(Material provided):
_ _ _ _ _ _ _

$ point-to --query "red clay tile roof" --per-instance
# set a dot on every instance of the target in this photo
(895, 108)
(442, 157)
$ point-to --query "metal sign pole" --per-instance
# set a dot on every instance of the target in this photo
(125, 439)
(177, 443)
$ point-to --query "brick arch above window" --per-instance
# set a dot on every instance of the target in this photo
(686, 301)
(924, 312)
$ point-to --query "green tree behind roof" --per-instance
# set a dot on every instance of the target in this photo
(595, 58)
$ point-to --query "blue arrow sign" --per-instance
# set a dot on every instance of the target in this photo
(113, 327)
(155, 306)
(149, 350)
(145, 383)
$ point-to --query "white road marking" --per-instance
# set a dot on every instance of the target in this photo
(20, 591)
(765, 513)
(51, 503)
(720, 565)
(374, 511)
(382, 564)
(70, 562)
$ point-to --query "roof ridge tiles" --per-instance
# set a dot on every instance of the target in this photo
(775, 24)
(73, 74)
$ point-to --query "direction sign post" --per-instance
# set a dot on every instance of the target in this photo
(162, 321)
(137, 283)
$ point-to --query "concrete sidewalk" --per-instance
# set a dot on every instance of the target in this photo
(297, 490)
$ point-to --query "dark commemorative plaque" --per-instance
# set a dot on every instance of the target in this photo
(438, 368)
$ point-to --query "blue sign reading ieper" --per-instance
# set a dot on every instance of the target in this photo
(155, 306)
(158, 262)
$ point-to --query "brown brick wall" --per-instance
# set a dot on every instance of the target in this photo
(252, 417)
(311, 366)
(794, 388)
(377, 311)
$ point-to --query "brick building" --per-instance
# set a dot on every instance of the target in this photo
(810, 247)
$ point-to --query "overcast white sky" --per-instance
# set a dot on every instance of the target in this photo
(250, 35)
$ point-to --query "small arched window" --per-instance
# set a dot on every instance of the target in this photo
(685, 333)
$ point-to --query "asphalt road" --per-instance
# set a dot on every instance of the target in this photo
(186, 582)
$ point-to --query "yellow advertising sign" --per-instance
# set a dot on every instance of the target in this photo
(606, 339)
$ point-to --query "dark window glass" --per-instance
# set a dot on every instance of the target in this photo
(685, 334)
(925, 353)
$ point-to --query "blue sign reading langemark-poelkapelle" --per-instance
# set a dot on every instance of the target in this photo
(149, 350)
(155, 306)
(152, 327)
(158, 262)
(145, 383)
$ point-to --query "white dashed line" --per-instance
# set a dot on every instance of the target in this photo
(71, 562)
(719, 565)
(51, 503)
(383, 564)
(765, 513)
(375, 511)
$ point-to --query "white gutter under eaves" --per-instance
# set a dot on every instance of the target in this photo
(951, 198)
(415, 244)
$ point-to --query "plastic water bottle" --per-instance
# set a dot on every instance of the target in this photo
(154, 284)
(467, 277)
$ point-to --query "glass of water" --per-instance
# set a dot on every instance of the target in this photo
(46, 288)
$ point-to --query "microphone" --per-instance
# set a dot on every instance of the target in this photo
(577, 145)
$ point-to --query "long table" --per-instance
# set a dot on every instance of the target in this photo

_ _ _ _ _ _ _

(What the task requires): Extract the complete listing above, reproducing each line exactly.

(Output of the task):
$ point-to --query "red clay tile roof" --per-instance
# set a dot on every instance of the target in this photo
(895, 108)
(442, 157)
$ point-to --query "metal sign pole" --per-instance
# set a dot on every instance of the target in this photo
(125, 439)
(177, 443)
$ point-to --query "brick arch above window" --per-instance
# set a dot on every instance of the target in this photo
(686, 301)
(924, 312)
$ point-to --query "green tree behind roof" --per-instance
# set a dot on every instance of the target in this photo
(595, 58)
$ point-to --query "blue arrow sign" --per-instance
# set a dot on every instance of the target in this photo
(113, 327)
(155, 306)
(149, 350)
(145, 383)
$ point-to --query "white road marking" --per-instance
# set a dot on every instance of the target in this photo
(20, 591)
(765, 513)
(51, 503)
(720, 565)
(374, 511)
(382, 564)
(70, 562)
$ point-to --query "roof ridge tiles" --per-instance
# set a dot on every instance of the target in this photo
(775, 24)
(73, 74)
$ point-to --query "direction sign post" --per-instance
# set a dot on every instance of the target in this photo
(162, 321)
(137, 283)
$ point-to --query "concrete sidewalk" --per-instance
# set a dot on every instance of the target in this photo
(297, 490)
$ point-to --query "dark commemorative plaque" --per-instance
# set a dot on every instance of the target in this photo
(438, 368)
$ point-to --query "blue sign reading ieper" --per-instance
# set a dot on every instance of the target in this photo
(155, 306)
(158, 262)
$ point-to --query "brown brick wall" --per-instance
# set a dot on every instance of the target in this photo
(252, 417)
(311, 366)
(794, 388)
(377, 311)
$ point-to --query "brick building" --per-instance
# set a dot on every instance of the target in this photo
(810, 247)
$ point-to --query "overcast white sky" --per-instance
# set a dot on every instance of the target in this photo
(250, 35)
$ point-to --query "small arched window" --per-instance
# set a dot on every instance of the target in this photo
(685, 333)
$ point-to --query "asphalt road" --per-instance
# set a dot on every instance of the target in this photo
(186, 582)
$ point-to --query "yellow advertising sign" --per-instance
# set a dot on every instance of the target in this photo
(606, 339)
$ point-to --query "dark window glass" --per-instance
# set a dot on every instance of the target in this photo
(685, 334)
(925, 353)
$ point-to --query "blue sign reading langemark-poelkapelle" --per-instance
# set a dot on every instance of the target in this photo
(149, 350)
(155, 306)
(152, 327)
(158, 262)
(145, 383)
$ point-to --query "white dashed line" --per-instance
# set a dot on every instance of the target in this photo
(71, 562)
(719, 565)
(51, 503)
(383, 564)
(765, 513)
(375, 511)
$ point-to --query "white gutter under eaves" --per-instance
# set a dot on every instance of the target in this photo
(951, 198)
(415, 244)
$ point-to --query "plastic water bottle" --per-instance
# set a dot on every instance of the target in this photo
(154, 284)
(467, 277)
$ point-to --query "glass of water" --per-instance
# set a dot on every instance of the target in this photo
(46, 288)
$ point-to --query "microphone" --per-instance
# set a dot on every instance of the target in this photo
(577, 145)
$ point-to --query "long table" --per-instance
# set a dot on every instance of the target in this photo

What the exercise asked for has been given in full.